**WHAT TO DO**
Reproduce all of the records below verbatim, from first to last, omitting the pictures.

* * *

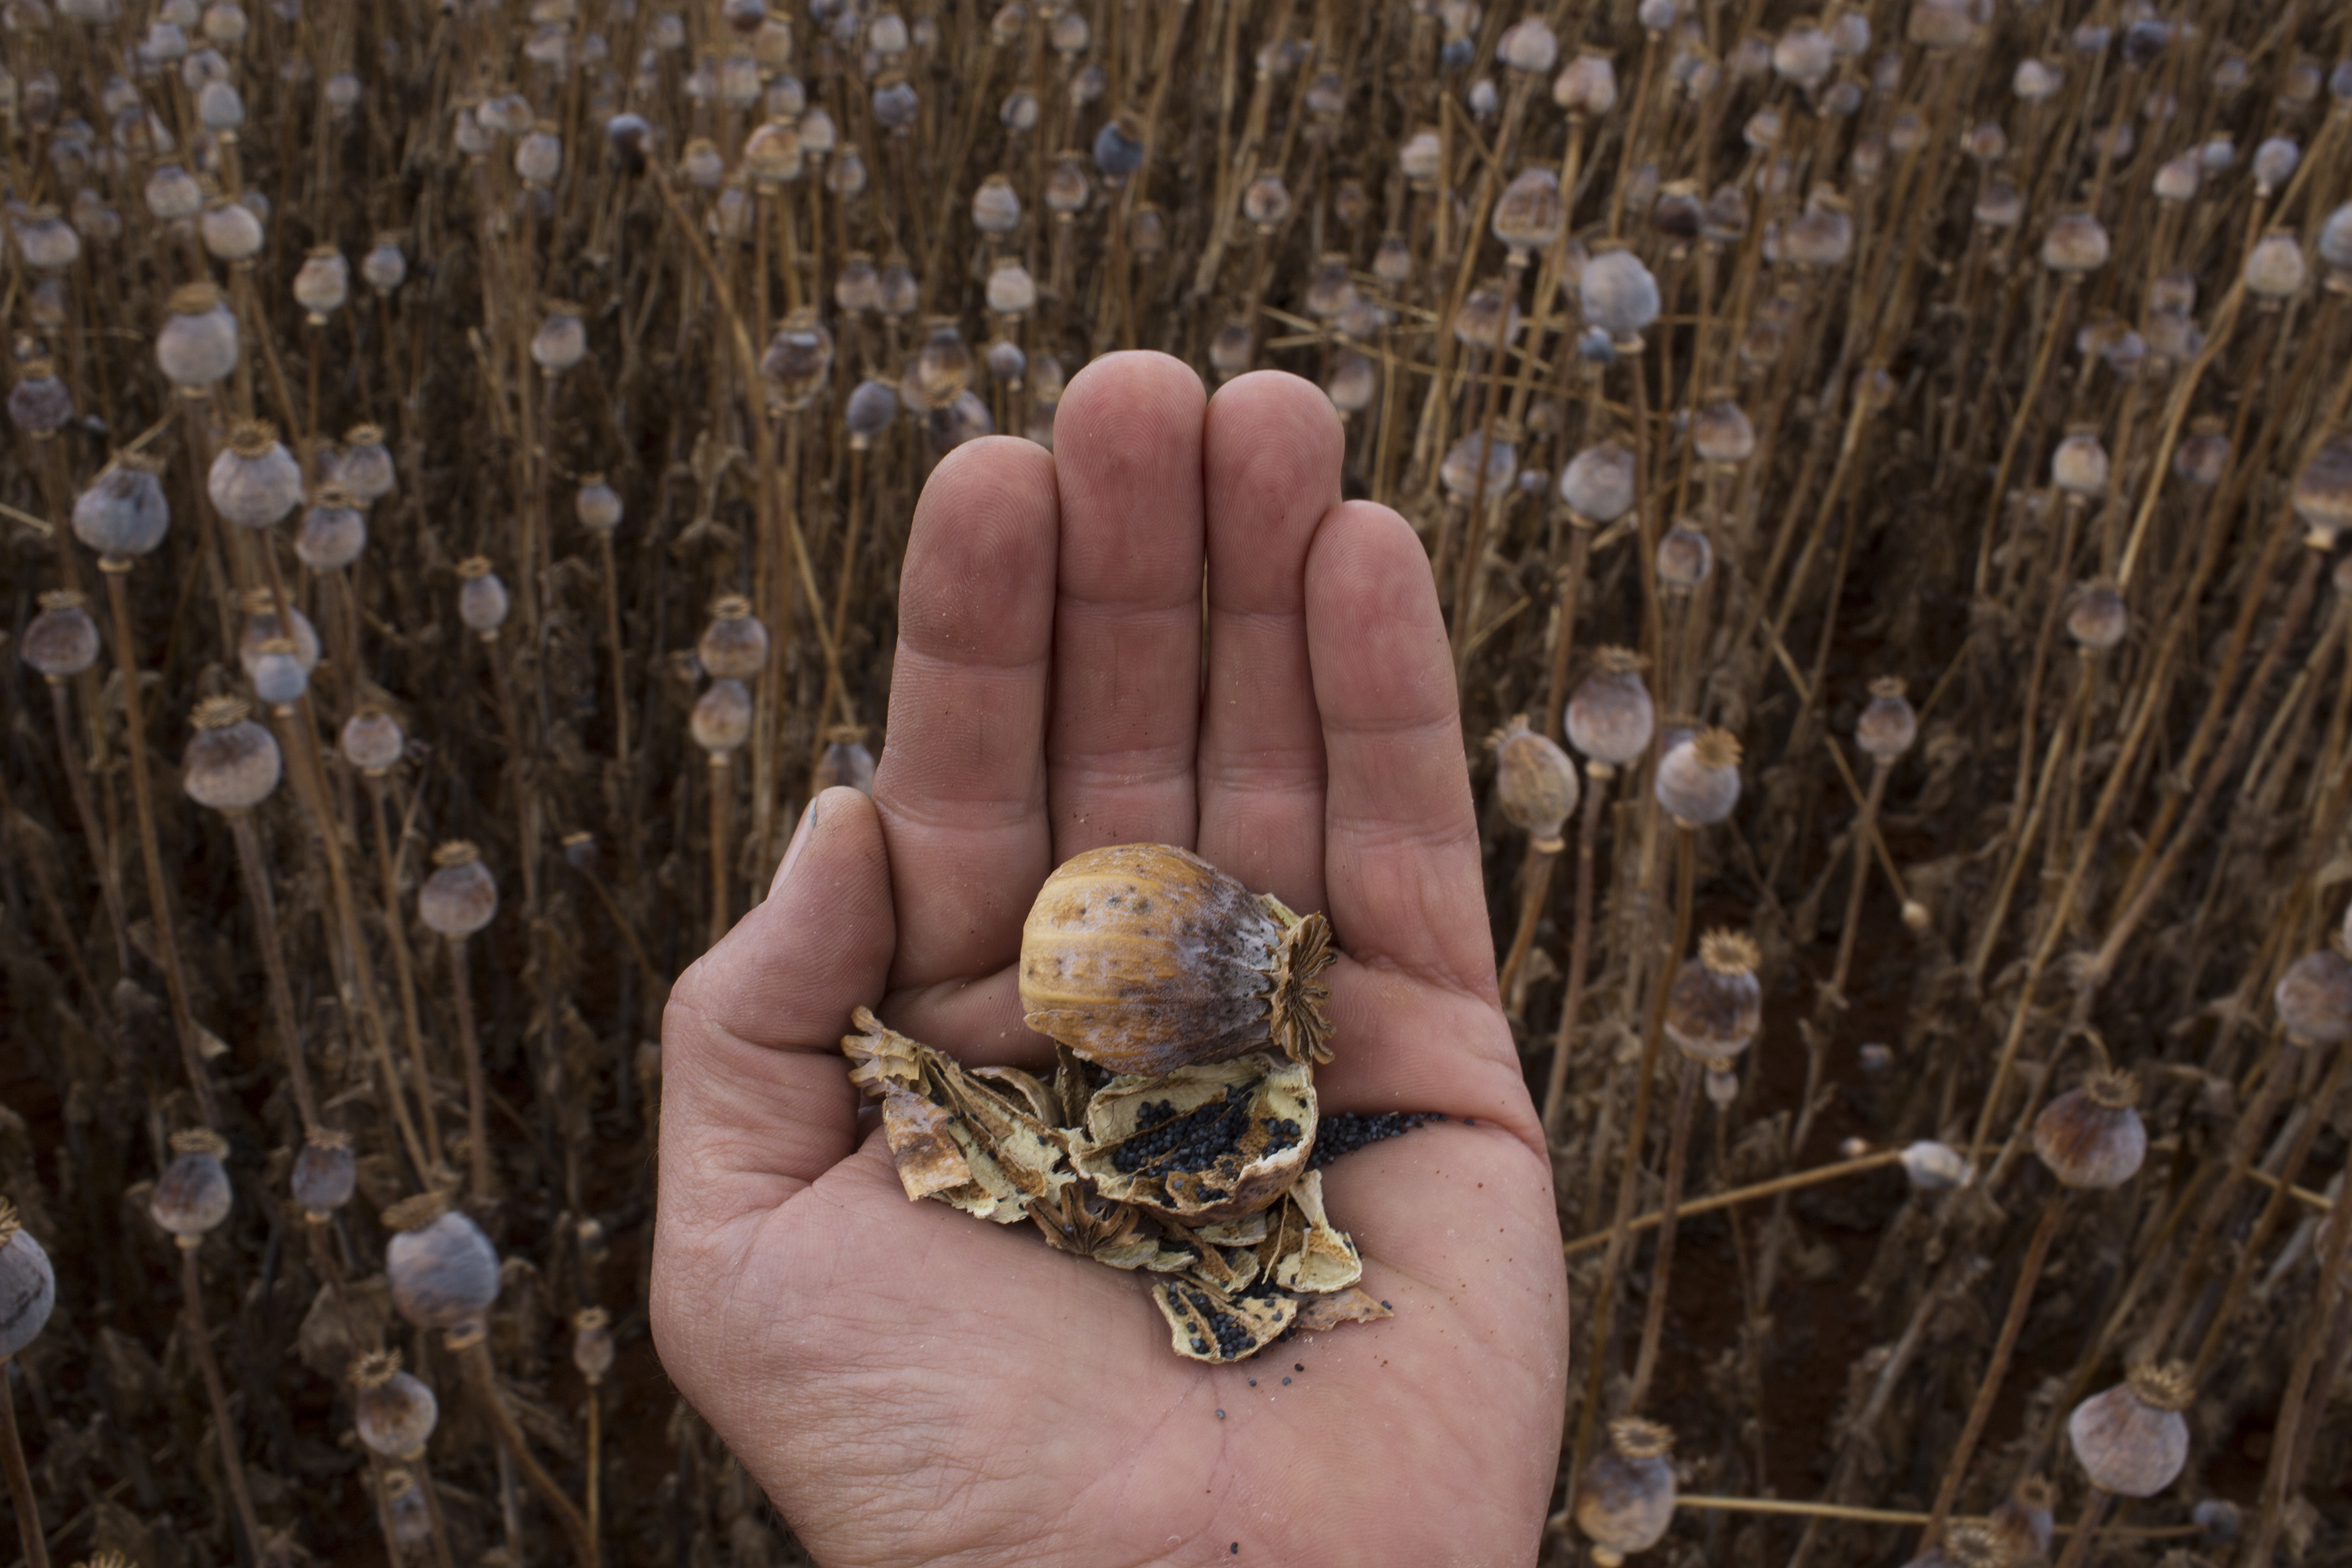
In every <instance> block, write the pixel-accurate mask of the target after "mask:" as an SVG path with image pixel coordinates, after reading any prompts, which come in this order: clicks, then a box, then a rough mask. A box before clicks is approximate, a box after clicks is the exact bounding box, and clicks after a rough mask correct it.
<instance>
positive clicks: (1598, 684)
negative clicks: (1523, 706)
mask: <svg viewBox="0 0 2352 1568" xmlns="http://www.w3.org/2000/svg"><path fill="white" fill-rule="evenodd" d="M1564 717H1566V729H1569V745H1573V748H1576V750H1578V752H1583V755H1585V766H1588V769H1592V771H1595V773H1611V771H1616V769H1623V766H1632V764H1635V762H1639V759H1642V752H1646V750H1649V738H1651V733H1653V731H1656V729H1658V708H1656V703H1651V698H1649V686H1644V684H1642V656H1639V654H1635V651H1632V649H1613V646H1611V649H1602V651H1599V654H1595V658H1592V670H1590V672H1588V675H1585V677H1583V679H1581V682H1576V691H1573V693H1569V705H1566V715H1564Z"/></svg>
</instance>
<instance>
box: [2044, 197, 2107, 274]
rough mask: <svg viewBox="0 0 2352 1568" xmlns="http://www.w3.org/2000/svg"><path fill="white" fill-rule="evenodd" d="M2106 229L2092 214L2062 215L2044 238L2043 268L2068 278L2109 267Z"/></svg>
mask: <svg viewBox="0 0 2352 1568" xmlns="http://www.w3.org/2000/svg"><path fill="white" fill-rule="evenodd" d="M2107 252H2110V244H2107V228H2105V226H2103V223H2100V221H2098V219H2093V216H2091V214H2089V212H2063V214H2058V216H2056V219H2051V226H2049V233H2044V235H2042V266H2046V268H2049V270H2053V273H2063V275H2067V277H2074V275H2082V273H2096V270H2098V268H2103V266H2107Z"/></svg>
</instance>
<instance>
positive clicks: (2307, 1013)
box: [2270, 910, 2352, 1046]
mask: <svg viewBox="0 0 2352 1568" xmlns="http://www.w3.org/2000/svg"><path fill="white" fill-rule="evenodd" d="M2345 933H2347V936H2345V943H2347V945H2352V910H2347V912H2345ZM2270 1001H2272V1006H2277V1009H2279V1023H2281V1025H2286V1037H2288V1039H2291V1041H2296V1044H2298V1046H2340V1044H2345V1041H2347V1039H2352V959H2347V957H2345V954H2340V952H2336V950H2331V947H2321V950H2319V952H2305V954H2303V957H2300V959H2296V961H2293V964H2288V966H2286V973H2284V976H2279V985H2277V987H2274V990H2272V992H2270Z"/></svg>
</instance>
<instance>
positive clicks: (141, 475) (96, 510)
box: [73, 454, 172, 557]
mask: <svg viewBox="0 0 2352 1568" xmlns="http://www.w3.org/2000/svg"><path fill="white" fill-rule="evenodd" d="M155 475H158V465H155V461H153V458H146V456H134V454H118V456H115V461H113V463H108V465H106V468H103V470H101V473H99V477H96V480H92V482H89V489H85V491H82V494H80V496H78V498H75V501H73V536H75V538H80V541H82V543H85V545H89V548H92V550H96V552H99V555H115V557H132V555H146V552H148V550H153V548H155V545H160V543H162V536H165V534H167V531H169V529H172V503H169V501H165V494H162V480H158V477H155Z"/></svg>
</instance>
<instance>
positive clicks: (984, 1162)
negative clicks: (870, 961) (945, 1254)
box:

* * *

**ANSWER TO THIS PROBLEM**
In every <instance> block, write the pixel-accurate mask of the target after "mask:" as an SVG path with image pixel coordinates, after reading any prompts, which come in this order: clicks, then a box, then a rough mask. A box before clicks is approximate, a box after clicks is the exact bounding box, and clicks after a rough mask correct it.
<instance>
positive clicks: (1598, 684)
negative clicks: (1523, 706)
mask: <svg viewBox="0 0 2352 1568" xmlns="http://www.w3.org/2000/svg"><path fill="white" fill-rule="evenodd" d="M1564 717H1566V729H1569V745H1573V748H1576V750H1578V752H1583V755H1585V766H1588V769H1592V771H1595V773H1611V771H1616V769H1623V766H1632V764H1635V762H1639V759H1642V752H1646V750H1649V738H1651V733H1653V731H1656V729H1658V708H1656V703H1651V698H1649V686H1644V684H1642V656H1639V654H1635V651H1632V649H1613V646H1611V649H1602V651H1599V654H1595V658H1592V670H1590V672H1588V675H1585V677H1583V679H1581V682H1576V691H1573V693H1569V705H1566V715H1564Z"/></svg>
</instance>
<instance>
box: [2044, 197, 2107, 274]
rough mask: <svg viewBox="0 0 2352 1568" xmlns="http://www.w3.org/2000/svg"><path fill="white" fill-rule="evenodd" d="M2106 229L2092 214L2062 215L2044 238L2043 268L2068 278L2109 267Z"/></svg>
mask: <svg viewBox="0 0 2352 1568" xmlns="http://www.w3.org/2000/svg"><path fill="white" fill-rule="evenodd" d="M2107 252H2110V244H2107V228H2105V226H2103V223H2100V221H2098V219H2093V216H2091V214H2089V212H2063V214H2058V216H2056V219H2051V226H2049V233H2044V235H2042V266H2046V268H2049V270H2053V273H2063V275H2067V277H2074V275H2082V273H2096V270H2098V268H2103V266H2107Z"/></svg>
</instance>
<instance>
positive clicks: (2307, 1013)
box: [2270, 910, 2352, 1046]
mask: <svg viewBox="0 0 2352 1568" xmlns="http://www.w3.org/2000/svg"><path fill="white" fill-rule="evenodd" d="M2345 933H2347V936H2345V943H2347V945H2352V910H2347V912H2345ZM2270 1001H2272V1006H2277V1009H2279V1023H2281V1025H2286V1037H2288V1039H2291V1041H2296V1044H2298V1046H2340V1044H2345V1041H2347V1039H2352V959H2347V957H2345V954H2340V952H2336V950H2331V947H2321V950H2319V952H2305V954H2303V957H2300V959H2296V961H2293V964H2288V966H2286V973H2284V976H2279V985H2277V987H2274V990H2272V992H2270Z"/></svg>
</instance>
<instance>
positive clicks: (141, 475) (96, 510)
box: [73, 454, 172, 557]
mask: <svg viewBox="0 0 2352 1568" xmlns="http://www.w3.org/2000/svg"><path fill="white" fill-rule="evenodd" d="M155 475H158V465H155V461H153V458H146V456H134V454H118V456H115V461H113V463H108V465H106V468H103V470H101V473H99V477H96V480H92V482H89V489H85V491H82V494H80V496H78V498H75V501H73V536H75V538H80V541H82V543H85V545H89V548H92V550H96V552H99V555H115V557H132V555H146V552H148V550H153V548H155V545H160V543H162V536H165V534H167V531H169V529H172V503H169V501H165V494H162V480H158V477H155Z"/></svg>
</instance>
<instance>
positive clicks: (984, 1162)
negative clicks: (870, 961) (945, 1254)
box:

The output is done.